文本段落 ::

....

四
辛弃疾归耕田园,常以陶渊明自比,曾填过一首《贺新郎》:
贺新郎
邑中园亭,仆皆为赋此词。一日,独坐停云,水声山色竞来相娱。意溪山欲援例者,遂作数语,庶几仿佛渊明思亲友之意云。
甚矣吾衰矣!怅平生、交游零落,只今余几?白发空垂三千丈,一笑人间万事。问何物、能令公喜?我见青山多妩媚,料青山见我应如是。情与貌,略相似。 一尊搔首东窗里。想渊明、《停云》诗就,此时风味。江左沉酣求名者,岂识浊醪妙理。回首叫、云飞风起。不恨古人吾不见,恨古人不见吾狂耳。知我者,二三子。
“我见青山多妩媚,料青山见我应如是。”
“不恨古人吾不见,恨古人不见吾狂耳。”
……
这首词中的名句成捆地砸过来,直而不僵,白而不俗,甚至还引用孔圣经典。
子曰:“甚矣,吾衰也!久矣,吾不复梦见周公。”又道是:“二三子以我为隐乎?”
辛弃疾老实不客气地拿来用了,又顺手扯来了李白的“白发三千丈”,刘邦的“大风起兮云飞扬”,还用了个《世说新语·宠礼篇》中郗超、王珣“能令公(指晋大司马桓温)喜”的典故,更是盗用《南史·张融传》中“不恨我不见古人,所恨古人又不见我”之句。
明明掉书袋掉得让人想打架,偏偏流畅之至,仿佛句子本来就在那里的,丝毫不觉堆砌牵强。难怪王国维评价:“(稼轩词)章法绝妙,且语语有境界,此能品而几于神者。然非有意为之,故后人不能学也。”
想学辛弃疾用典,你得饱读诗书熟谙典籍才行;而老儒之士填词,又岂有辛弃疾之潇洒随性乎?
用典之外,这首词还表现出了稼轩词的又一大特点,就是更擅长用白话入词,晓畅淋漓,令人拍案!
辛弃疾在这首词中感慨自己壮志难酬,知音难遇。但幸而还是有那么“二三子”可知我心的。
这“二三子”中,便包括了与他以《贺新郎》反复酬唱的陈亮。
陈亮(1143—1194)比辛弃疾小三岁,原名汝能,字同甫,号龙川,世称龙川先生,有《龙川文集》《龙川词》问世。“为人才气超迈,喜谈兵,议论风生,下笔数千言立就。”(《宋史·陈亮传》)几度诣阙上书论国事,也几次被诬入狱,人生遭遇大起大落,性格文风也是大开大阖,是坚定的主战派,与辛弃疾极为投契。

....

数据条目 ::
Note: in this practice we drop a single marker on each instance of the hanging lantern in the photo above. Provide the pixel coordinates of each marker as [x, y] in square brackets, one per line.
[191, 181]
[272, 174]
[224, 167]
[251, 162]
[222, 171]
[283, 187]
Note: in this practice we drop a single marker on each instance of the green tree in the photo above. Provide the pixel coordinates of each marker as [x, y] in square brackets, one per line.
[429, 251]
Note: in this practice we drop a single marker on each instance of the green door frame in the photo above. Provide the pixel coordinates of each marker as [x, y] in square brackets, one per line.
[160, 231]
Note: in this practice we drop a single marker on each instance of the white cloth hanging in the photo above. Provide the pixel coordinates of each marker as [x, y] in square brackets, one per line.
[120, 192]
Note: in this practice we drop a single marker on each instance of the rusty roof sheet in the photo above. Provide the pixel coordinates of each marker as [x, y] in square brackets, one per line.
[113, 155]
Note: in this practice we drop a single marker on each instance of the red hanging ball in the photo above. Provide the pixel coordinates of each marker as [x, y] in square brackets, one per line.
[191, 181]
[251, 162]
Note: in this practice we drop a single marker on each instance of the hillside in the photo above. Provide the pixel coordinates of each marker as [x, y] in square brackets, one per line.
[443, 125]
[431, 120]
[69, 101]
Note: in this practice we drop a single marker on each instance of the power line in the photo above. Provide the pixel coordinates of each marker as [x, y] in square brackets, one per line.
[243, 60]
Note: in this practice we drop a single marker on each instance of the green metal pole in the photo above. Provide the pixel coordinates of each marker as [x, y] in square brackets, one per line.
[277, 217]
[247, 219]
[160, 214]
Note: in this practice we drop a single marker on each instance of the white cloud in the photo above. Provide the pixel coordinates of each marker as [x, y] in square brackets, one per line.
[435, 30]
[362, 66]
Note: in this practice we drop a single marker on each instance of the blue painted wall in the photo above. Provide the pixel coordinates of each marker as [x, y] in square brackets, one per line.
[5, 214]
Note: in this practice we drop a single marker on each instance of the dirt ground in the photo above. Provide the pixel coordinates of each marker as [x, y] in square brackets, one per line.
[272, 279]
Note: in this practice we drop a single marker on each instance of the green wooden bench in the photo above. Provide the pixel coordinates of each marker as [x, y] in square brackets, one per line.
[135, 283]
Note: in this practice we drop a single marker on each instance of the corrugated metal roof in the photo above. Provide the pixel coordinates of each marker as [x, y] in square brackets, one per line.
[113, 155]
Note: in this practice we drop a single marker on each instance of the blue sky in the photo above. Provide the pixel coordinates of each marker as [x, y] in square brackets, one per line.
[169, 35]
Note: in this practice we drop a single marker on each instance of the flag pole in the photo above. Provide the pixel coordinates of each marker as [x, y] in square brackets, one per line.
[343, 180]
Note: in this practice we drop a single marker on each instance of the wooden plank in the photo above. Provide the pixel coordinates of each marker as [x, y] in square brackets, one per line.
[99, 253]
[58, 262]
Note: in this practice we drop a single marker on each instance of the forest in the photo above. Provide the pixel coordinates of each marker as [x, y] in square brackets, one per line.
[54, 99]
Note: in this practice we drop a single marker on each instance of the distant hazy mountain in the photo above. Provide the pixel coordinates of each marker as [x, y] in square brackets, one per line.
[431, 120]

....

待解问题 ::
#1 根据关于辛弃疾《贺新郎》的短文回答:
(a) 陈亮比辛弃疾小几岁?
(b) 短文说辛弃疾盗用的“不恨我不见古人,所恨古人又不见我”一句出自哪部书的哪一篇?
(c) 词前小序中,辛弃疾独坐在何处?
#2 在条目中找出所有含有字符串“blue”的行,并逐行照抄下来。
短文与条目彼此独立,内容互不相关。

各题解答 ::
#1
(a) 小三岁。
(b) 出自《南史·张融传》。
(c) 独坐在停云。

#2
Note: in this practice we drop a single marker on each instance of the blue painted wall in the photo above. Provide the pixel coordinates of each marker as [x, y] in square brackets, one per line.
Note: in this practice we drop a single marker on each instance of the blue sky in the photo above. Provide the pixel coordinates of each marker as [x, y] in square brackets, one per line.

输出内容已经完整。